Quoted text
Floki.find/2 support for array of css_selectors?
aegatlin opened this issue · 1 comments
Hello,
First of all, thank you for making Floki, I love this tool! <3
I want to use Floki.find/2
to find elements of more than one css-selector value, and I'm not sure how, nor if I should.
The problem I'm trying to solve is selecting a "whitelist" of html elements for further processing. For example, Floki.find(html_node, ["p", "a", "pre"])
, and I get all the desired html elements back, in order. Do you have any thoughts on how I should/could approach this with Floki?
Notes
I saw that the type css_selector()
can take an array of type Floki.Selector.t()
:
Line 76 in a30a7b8
and I found it here when inspecting the code:
Lines 19 to 27 in f1f6fa5
but I couldn't understand how to use it, or if it would solve my problem, since I'm used to just passing in a string for my css_selector.
This next bit is probably not helpful, but, for context, here's some iex output of me trying to pass an array:
iex(7)> parsed_html |> Floki.find("a")
[
{"a", [{"href", "https://github.com/philss/floki"}], ["Github page"]},
{"a", [{"href", "https://hex.pm/packages/floki"}], ["Hex package"]}
]
iex(8)> parsed_html |> Floki.find(["a"])
** (FunctionClauseError) no function clause matching in Floki.Finder.get_matches/3
The following arguments were given to Floki.Finder.get_matches/3:
# 1
%Floki.HTMLTree{
node_ids: [13, 12, 11, 10, 9, 8, 7, 6, 5, 4, 3, 2, 1],
nodes: %{
1 => %Floki.HTMLTree.HTMLNode{
attributes: [],
children_nodes_ids: [2],
node_id: 1,
parent_node_id: nil,
type: "html"
},
2 => %Floki.HTMLTree.HTMLNode{
attributes: [],
children_nodes_ids: [12, 3],
node_id: 2,
parent_node_id: 1,
type: "body"

What is needed
In the Floki issue, what error appears when the list ["a"] is passed to Floki.find?

Collected material
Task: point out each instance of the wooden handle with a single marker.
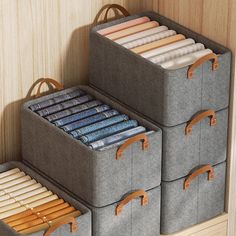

Reply to the task
A FunctionClauseError: no function clause matching in Floki.Finder.get_matches/3.